_Task brief_
If a line of the records holds the word "plant", copy it out.

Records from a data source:

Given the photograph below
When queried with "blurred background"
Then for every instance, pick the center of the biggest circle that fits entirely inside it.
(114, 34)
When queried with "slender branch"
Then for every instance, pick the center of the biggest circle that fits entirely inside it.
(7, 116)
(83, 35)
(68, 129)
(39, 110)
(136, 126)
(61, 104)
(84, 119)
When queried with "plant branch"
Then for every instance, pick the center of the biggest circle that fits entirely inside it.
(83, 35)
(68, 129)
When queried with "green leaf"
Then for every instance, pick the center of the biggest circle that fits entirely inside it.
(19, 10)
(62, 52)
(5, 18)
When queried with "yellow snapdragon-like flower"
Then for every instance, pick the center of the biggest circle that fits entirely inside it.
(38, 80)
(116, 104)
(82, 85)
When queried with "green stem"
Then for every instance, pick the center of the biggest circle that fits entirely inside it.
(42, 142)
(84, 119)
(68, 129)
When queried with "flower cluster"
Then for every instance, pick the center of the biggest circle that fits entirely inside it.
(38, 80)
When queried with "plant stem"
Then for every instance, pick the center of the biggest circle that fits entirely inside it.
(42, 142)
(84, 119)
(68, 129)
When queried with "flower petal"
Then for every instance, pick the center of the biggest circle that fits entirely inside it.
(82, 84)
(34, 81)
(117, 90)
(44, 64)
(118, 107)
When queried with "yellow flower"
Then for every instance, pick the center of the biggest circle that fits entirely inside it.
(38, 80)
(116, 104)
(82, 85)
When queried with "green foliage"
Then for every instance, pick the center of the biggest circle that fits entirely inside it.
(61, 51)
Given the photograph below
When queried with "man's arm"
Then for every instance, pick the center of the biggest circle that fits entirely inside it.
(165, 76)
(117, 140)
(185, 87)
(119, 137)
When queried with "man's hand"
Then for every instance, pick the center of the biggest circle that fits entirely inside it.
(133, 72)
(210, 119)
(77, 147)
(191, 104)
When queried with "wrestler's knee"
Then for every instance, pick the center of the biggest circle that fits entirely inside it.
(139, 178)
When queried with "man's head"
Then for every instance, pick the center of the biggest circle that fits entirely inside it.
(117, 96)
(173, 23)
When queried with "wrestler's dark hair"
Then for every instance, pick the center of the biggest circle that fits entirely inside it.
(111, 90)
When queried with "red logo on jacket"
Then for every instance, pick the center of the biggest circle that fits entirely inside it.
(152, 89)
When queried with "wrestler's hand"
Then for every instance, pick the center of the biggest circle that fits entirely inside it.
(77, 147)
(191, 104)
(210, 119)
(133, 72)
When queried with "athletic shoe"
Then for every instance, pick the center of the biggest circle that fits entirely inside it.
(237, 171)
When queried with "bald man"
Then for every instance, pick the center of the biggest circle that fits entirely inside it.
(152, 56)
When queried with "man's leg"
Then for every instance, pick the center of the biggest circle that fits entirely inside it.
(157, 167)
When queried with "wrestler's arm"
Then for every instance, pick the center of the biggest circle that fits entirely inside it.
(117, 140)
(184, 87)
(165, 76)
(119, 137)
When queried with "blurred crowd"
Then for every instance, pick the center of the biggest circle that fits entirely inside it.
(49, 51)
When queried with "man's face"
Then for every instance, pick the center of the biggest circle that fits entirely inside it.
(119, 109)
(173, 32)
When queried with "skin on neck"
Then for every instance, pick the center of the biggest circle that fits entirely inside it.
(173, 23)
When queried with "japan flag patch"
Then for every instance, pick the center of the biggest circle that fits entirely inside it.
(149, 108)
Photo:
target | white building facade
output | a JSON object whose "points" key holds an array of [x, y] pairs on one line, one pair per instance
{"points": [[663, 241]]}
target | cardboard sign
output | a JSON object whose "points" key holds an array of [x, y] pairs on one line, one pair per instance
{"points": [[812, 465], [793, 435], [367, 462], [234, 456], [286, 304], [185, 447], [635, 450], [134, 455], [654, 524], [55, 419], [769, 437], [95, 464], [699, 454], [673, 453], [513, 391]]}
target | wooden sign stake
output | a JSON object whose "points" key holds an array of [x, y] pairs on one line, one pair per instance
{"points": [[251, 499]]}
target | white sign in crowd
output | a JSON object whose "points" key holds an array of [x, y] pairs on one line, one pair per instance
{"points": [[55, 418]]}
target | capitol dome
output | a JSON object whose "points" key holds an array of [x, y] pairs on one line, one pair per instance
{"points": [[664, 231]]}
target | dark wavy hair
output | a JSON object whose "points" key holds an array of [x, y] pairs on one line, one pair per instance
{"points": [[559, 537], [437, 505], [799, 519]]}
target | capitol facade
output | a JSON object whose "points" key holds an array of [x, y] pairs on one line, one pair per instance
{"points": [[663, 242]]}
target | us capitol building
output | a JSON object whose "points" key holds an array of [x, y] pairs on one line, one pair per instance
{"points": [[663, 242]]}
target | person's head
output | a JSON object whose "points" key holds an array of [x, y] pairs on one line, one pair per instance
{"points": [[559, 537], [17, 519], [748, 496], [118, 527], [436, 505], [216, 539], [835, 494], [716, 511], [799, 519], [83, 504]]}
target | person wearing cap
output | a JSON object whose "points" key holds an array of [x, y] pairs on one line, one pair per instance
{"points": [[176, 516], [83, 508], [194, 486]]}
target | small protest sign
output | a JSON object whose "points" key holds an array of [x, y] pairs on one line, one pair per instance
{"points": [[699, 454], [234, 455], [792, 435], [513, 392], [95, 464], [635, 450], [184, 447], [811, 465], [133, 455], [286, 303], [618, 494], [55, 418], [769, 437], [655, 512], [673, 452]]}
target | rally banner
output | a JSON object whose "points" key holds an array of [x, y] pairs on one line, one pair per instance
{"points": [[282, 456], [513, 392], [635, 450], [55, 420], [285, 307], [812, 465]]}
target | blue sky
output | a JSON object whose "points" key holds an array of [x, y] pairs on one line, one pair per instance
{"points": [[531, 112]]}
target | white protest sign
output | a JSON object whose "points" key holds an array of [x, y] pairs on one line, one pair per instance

_Answer for the task_
When queried with "plant branch"
When queried with "plant stem"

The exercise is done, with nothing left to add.